*Work item:* Which lines run from the one containing "Q: Returning coordinates formatted like [70,219], pin" to the end of the entries? Quote them exactly, and nothing else.

━━ Task material

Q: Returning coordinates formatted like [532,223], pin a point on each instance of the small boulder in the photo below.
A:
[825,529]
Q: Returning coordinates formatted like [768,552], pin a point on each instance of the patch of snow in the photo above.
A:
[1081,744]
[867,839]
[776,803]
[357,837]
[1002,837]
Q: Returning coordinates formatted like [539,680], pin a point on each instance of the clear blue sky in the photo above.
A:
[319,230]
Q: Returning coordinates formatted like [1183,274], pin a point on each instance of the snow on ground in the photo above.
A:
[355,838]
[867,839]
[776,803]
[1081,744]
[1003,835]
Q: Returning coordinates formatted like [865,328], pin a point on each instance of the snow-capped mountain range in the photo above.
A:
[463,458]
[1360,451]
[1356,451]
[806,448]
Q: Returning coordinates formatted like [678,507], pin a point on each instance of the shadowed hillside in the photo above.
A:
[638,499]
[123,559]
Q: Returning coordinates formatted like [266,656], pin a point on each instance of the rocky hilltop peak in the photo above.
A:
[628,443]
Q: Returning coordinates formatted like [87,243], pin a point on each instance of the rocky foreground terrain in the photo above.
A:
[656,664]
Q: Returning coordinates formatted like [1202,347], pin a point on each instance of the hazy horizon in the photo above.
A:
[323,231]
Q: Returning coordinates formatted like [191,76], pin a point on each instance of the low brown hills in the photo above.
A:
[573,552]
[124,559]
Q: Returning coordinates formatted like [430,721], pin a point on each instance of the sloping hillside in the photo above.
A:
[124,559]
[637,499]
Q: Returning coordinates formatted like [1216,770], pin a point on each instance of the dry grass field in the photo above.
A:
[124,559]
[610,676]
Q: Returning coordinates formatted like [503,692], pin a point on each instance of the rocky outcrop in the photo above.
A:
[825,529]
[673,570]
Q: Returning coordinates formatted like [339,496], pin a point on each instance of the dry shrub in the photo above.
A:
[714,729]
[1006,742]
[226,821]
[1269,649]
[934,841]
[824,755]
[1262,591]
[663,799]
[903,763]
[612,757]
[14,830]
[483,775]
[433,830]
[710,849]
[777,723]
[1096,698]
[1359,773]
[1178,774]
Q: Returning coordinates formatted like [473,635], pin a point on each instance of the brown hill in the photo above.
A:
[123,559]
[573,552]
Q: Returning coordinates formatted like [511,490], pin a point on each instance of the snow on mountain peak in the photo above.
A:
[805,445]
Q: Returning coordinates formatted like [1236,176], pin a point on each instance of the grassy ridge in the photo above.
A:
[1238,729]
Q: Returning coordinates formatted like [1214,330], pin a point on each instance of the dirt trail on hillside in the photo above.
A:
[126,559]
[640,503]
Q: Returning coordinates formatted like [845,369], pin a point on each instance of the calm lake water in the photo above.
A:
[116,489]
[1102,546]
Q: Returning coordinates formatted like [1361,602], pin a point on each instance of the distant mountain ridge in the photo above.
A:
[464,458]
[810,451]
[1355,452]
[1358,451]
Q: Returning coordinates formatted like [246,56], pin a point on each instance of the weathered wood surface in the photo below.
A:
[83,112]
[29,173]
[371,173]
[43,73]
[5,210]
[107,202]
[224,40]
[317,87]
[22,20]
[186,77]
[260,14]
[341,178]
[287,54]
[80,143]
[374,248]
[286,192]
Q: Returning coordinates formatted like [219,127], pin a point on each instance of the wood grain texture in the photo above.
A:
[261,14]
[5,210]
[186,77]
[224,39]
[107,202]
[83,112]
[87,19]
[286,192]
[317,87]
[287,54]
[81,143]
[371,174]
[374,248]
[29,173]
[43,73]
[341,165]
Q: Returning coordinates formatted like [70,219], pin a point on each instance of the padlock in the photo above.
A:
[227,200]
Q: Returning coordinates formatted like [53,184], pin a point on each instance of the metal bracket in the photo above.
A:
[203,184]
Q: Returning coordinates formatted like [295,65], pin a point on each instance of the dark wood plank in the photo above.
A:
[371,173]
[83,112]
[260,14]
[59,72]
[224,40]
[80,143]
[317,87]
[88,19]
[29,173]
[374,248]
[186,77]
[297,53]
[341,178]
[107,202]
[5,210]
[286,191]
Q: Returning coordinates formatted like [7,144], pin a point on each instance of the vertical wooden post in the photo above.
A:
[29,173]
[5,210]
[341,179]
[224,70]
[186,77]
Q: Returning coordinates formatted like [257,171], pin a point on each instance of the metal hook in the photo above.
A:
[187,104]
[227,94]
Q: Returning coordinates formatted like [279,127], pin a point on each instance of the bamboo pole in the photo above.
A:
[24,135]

━━━━

*Task solution:*
Q: Returning coordinates formatted like [70,219], pin a point on each instance of the padlock in the photo above.
A:
[227,200]
Q: Returning coordinates formatted like [53,184], pin a point on each instance of the metal bracket in the photo above.
A:
[203,184]
Q: Returning coordinates formatted like [295,65], pin a point on each instance of the dark wood plank in the photo above.
A:
[371,173]
[83,112]
[260,14]
[59,72]
[224,40]
[80,143]
[317,87]
[88,19]
[29,173]
[374,248]
[186,77]
[297,53]
[341,178]
[107,202]
[5,210]
[286,191]
Q: Returning coordinates formatted like [7,144], pin a point on each instance of the vertical wooden post in the photo above.
A:
[29,173]
[5,210]
[341,179]
[224,70]
[186,77]
Q: Returning coordinates formatted like [257,171], pin a point on each instance of the metal hook in the photo above.
A:
[187,104]
[227,94]
Q: Returning coordinates formatted like [279,127], pin a point on each instance of the bamboo pole in the photo above.
A:
[24,135]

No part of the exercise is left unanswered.